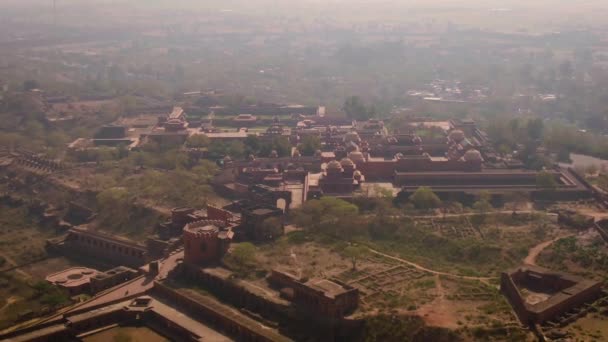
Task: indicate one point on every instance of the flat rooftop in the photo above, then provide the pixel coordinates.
(330, 288)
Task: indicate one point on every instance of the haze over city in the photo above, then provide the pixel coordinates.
(277, 170)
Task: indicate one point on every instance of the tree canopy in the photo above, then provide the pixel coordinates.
(424, 198)
(328, 214)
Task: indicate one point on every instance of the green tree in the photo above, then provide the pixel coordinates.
(271, 228)
(309, 145)
(242, 259)
(356, 109)
(197, 141)
(424, 198)
(354, 253)
(30, 85)
(115, 206)
(329, 215)
(546, 180)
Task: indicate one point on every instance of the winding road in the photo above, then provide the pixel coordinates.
(536, 250)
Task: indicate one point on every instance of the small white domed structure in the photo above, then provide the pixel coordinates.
(346, 162)
(456, 135)
(356, 157)
(472, 156)
(334, 165)
(352, 137)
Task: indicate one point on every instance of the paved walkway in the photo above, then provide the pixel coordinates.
(536, 250)
(422, 268)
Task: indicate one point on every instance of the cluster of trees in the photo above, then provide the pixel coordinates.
(356, 109)
(242, 260)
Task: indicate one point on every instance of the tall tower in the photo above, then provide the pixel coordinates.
(55, 16)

━━━━━━━━

■ **What to produce**
Rewrite the lines from the one containing "Task: indicate one point on every instance of the paved" through the end of the listing, replacing "walkway" with "footpath" and leaving everything else unchanged.

■ **Solution below**
Task: indicate one point on every instance of the paved footpath in the photo above, then provide the pixel coordinates.
(536, 250)
(422, 268)
Task: indicate one point on every instance of the cluster of trees in the photo above, then provide the pixel coordinates.
(356, 109)
(242, 260)
Task: indicate one point on every instance of the tall tower in the photo above, then provide the pixel coordinates.
(55, 16)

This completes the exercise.